* _Items listed in a dataset_:
* * *
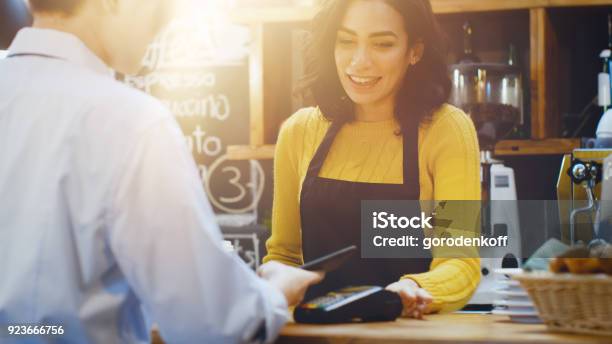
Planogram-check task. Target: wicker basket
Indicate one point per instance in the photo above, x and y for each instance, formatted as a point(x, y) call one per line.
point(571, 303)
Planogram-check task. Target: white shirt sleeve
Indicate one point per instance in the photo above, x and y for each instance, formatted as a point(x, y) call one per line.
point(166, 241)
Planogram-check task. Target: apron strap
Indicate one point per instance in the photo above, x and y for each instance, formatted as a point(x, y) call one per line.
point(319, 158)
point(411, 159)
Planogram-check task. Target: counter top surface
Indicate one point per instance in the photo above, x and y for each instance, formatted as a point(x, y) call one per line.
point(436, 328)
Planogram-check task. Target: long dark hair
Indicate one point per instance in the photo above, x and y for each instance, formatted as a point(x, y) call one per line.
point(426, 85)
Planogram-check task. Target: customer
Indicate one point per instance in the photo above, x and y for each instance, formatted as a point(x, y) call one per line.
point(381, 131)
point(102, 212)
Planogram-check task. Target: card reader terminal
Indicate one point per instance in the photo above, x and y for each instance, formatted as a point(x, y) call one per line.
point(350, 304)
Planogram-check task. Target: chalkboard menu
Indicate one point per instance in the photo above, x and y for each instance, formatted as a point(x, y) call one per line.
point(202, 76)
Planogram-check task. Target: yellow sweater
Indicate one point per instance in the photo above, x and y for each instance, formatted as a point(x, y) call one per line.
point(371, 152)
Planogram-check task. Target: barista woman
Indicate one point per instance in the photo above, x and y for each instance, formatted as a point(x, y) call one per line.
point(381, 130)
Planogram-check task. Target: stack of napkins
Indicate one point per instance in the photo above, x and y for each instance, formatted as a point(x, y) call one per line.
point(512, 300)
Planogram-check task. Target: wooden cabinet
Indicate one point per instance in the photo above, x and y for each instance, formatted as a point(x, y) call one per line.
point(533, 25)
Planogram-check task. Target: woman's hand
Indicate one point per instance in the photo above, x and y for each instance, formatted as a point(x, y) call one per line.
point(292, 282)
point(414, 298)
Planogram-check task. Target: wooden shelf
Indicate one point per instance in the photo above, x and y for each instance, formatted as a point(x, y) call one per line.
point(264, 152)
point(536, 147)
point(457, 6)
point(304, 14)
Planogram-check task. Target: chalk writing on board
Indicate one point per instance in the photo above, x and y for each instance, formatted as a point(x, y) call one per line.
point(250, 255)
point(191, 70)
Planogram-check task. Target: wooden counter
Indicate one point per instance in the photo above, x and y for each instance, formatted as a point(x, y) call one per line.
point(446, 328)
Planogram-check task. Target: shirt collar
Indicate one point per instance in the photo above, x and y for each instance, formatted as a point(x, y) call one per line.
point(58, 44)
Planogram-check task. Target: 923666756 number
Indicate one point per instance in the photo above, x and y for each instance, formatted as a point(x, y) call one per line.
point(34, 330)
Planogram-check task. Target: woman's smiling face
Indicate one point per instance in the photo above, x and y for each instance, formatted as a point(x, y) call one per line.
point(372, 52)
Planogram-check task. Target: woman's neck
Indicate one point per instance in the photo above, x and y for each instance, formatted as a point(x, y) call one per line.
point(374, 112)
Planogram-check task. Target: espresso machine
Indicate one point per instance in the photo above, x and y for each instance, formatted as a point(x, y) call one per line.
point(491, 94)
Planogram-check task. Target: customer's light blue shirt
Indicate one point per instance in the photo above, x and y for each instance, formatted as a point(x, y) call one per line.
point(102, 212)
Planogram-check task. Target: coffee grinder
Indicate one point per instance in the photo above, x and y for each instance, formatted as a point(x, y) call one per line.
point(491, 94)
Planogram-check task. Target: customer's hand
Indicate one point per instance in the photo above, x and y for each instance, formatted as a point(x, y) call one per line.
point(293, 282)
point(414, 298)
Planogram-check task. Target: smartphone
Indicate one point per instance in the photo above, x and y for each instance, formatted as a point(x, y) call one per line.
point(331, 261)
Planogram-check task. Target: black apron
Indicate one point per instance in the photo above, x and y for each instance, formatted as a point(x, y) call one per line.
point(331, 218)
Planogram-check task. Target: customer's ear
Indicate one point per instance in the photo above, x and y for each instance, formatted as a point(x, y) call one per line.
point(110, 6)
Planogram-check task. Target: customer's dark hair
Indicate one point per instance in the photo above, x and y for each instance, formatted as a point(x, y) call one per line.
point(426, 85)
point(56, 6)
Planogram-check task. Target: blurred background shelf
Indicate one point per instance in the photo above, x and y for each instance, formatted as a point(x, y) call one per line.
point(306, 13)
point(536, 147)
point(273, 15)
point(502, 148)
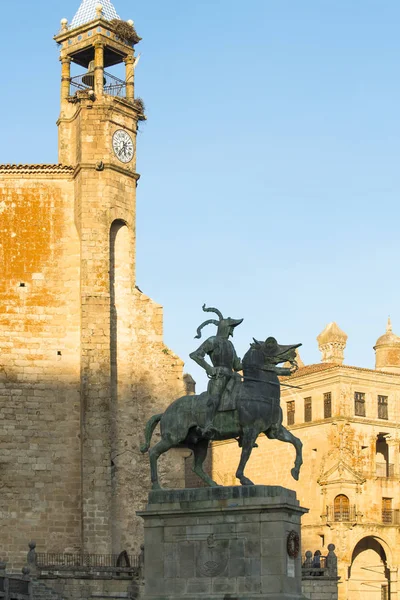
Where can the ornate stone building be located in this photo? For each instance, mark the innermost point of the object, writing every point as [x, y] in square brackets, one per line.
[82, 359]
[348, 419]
* * *
* _Exercise goal_:
Rewrite the data from its start through the line containing "point(350, 304)", with "photo" changed to "image" and nothing else altered. Omit the pictures.

* _Exercise result_:
Planogram-check task. Target: wicker basket
Indicate one point per instance in the image above, x and y for each instance, formatted as a point(x, y) call one per line.
point(571, 303)
Planogram-check task. Target: white shirt sleeve
Indicate one point per instance in the image above, x and y for each instance, formatted as a point(x, y) call one per line.
point(166, 241)
Planogram-check task. Target: apron strap
Indicate one point per instance in the image above, x and y for each instance, formatted as a point(x, y) call one per line.
point(319, 158)
point(411, 159)
Planogram-check task. Target: counter top surface
Indicate one point per instance in the image above, x and y for each instance, formatted as a point(x, y) call one per line.
point(436, 328)
Planogram-check task. Target: long dark hair
Indicate one point per instance in the image above, x and y for each instance, formatted as a point(x, y) call one per line.
point(426, 85)
Planogram-check task. Target: customer
Indicate one point per instance in the image above, x and y for each instance, formatted as a point(x, y) call one per line.
point(381, 131)
point(102, 212)
Planogram-check task. Target: card reader terminal
Indicate one point per instance in the image above, x and y for each instance, formatted as a point(x, y) call one per line.
point(350, 304)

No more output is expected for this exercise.